→ Excerpt
━━━━

Now I must admit that I have read only a few of Ms. Schrambling's articles in the Times (I only get the Sunday Times in print - I read the Food section on Wednesdays online sometimes). Ordinarily she does not strike me as elitist either. I do think that her criticism of Madison's choice of ingredients is unfounded, though. This book could not be construed as a first step, beginners cookbook. I contend that if the book is of interest to someone in the first place, they are probably already pretty good at dealing with ingredients. Even if they are not, though, it does not take a culinary degree to come up with the idea that ordinary yogurt might make a reasonable substitute for goat's milk yogurt if that's not available.

━━━━

→ Dataset entries

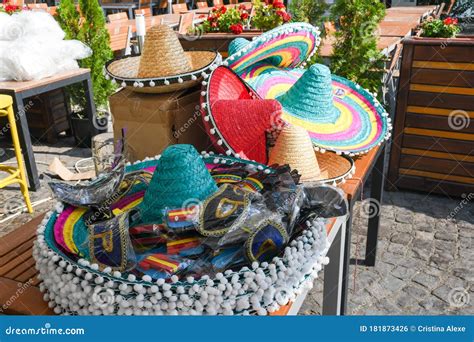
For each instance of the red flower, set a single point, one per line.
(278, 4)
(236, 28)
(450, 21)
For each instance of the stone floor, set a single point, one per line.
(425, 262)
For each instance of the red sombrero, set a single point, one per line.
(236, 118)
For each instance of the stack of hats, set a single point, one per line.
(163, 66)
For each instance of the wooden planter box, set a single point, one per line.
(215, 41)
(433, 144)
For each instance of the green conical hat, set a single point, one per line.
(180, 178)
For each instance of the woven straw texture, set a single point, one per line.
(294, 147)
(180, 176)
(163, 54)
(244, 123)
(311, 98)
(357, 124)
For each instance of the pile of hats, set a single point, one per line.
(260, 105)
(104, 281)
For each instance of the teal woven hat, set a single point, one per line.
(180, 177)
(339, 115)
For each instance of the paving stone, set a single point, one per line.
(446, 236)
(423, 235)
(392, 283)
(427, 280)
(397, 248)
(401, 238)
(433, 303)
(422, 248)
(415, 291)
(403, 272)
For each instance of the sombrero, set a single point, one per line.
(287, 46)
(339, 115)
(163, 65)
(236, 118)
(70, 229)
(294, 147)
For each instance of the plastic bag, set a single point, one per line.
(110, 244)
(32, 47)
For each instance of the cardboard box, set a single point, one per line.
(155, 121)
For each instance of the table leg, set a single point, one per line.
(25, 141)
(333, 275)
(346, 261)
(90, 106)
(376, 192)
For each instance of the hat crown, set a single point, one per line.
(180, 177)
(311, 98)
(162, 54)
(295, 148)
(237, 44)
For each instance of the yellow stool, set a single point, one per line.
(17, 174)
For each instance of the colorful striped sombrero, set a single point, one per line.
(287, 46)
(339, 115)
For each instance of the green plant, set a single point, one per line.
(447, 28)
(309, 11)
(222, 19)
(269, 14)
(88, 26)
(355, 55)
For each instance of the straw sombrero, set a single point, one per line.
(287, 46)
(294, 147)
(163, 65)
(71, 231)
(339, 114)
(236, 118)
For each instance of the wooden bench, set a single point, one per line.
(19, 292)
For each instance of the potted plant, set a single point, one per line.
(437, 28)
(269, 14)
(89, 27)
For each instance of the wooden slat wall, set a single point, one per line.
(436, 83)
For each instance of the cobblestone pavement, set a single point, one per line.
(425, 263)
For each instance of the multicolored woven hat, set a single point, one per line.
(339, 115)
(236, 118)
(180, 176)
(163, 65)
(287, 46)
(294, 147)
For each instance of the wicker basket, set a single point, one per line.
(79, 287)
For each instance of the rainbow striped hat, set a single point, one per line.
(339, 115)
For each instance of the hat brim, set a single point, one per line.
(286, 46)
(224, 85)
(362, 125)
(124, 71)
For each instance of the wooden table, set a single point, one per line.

━━━━

→ Short problem
Carry on the commentary about Ms. Schrambling's criticism of Madison's cookbook, starting after its last sentence.

→ Written answer
To hear Ms. Madison's point of view first hand, I invite everyone to listen to her interview from last week at

http://wsui.uiowa.edu/iowa_talks.htm

Just scroll down to August 15 and listen to this archive interview on Realplayer.


----------



## suzanne (May 26, 2001)

Devotay, I do understand your point. But remember that however much they believe themselves to be the national paper of record, the newspaper is still the *New York* Times. Any such NYC-centrism is to be expected. Were a writer in _USA Today_ to put it that way, I'd be much more suspect of the motivation (not to say amazed that it should be in there at all!  )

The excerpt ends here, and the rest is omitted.